WRITTEN EXERCISE - Count how many lines of the listing below contain the word "cloud". Give only the number.

Pointing dataset excerpts -
────────────────

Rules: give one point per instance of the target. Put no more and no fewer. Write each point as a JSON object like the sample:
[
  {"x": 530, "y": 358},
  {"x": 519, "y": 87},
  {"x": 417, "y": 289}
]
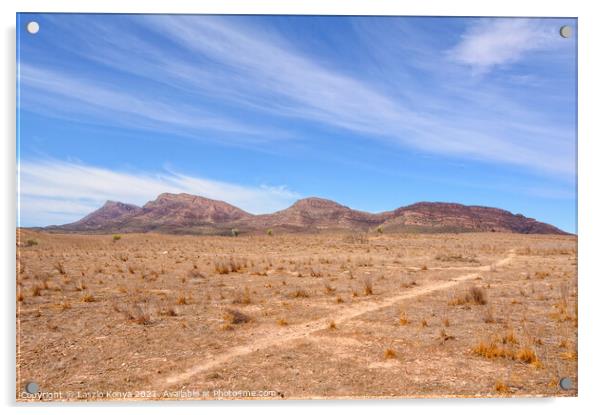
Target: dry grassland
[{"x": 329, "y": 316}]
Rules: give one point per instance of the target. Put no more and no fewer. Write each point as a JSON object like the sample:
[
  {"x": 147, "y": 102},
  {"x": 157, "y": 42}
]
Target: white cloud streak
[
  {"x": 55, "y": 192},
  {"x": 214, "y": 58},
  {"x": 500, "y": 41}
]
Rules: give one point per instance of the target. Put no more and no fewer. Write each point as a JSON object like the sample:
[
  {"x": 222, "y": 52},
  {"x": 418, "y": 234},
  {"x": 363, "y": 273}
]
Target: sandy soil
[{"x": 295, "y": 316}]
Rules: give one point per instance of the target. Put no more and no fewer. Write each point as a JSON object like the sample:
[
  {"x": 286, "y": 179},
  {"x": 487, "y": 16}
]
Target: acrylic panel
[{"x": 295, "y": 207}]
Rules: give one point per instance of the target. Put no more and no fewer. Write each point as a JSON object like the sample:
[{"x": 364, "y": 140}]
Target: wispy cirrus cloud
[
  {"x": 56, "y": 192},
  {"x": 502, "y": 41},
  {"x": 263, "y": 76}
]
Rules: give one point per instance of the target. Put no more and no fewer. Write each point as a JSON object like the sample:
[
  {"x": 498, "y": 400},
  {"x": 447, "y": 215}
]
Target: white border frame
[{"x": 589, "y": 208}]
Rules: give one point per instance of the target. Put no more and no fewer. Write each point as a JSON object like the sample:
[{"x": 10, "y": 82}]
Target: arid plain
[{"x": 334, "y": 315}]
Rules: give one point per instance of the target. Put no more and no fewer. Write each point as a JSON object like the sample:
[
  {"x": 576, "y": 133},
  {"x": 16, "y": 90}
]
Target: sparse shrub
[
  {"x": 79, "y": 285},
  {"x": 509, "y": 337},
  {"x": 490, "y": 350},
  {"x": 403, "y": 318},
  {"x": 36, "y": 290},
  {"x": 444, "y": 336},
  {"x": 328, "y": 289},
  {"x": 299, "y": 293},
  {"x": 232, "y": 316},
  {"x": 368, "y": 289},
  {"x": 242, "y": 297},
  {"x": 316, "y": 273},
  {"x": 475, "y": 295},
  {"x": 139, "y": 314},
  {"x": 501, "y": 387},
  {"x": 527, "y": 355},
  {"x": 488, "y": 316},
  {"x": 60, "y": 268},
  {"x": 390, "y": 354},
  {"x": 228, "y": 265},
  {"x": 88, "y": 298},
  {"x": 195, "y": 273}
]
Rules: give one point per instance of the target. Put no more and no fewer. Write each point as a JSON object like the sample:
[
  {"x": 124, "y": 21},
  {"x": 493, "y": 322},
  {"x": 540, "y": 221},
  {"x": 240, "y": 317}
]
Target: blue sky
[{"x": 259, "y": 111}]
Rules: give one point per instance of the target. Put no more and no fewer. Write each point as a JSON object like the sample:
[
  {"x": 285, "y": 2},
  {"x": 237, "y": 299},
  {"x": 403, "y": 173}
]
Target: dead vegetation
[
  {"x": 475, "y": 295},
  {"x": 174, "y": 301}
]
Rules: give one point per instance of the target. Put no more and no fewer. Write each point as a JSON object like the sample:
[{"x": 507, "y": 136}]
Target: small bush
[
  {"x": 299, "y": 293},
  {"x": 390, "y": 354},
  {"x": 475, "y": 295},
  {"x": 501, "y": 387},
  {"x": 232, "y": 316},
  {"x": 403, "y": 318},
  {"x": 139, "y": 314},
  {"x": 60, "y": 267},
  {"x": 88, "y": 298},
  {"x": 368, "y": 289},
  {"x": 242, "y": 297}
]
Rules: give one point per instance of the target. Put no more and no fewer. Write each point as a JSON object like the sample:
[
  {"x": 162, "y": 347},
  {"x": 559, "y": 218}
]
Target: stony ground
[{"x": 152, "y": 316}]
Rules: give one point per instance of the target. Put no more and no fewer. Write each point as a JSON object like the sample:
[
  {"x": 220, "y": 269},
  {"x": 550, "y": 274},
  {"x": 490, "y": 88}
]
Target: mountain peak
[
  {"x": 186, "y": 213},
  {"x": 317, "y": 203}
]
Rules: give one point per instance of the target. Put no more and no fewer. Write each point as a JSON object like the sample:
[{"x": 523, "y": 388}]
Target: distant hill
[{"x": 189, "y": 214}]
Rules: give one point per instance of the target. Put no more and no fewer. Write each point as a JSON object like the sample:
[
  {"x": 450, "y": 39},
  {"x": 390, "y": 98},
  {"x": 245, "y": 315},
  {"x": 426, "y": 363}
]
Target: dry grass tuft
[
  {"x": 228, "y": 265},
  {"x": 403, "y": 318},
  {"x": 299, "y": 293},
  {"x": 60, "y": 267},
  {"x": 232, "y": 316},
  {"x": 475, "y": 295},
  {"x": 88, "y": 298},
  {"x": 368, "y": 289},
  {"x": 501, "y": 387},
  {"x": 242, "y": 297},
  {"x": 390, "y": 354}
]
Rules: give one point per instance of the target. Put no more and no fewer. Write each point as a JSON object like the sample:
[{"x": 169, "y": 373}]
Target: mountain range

────────────────

ANSWER TO THIS PROBLEM - 2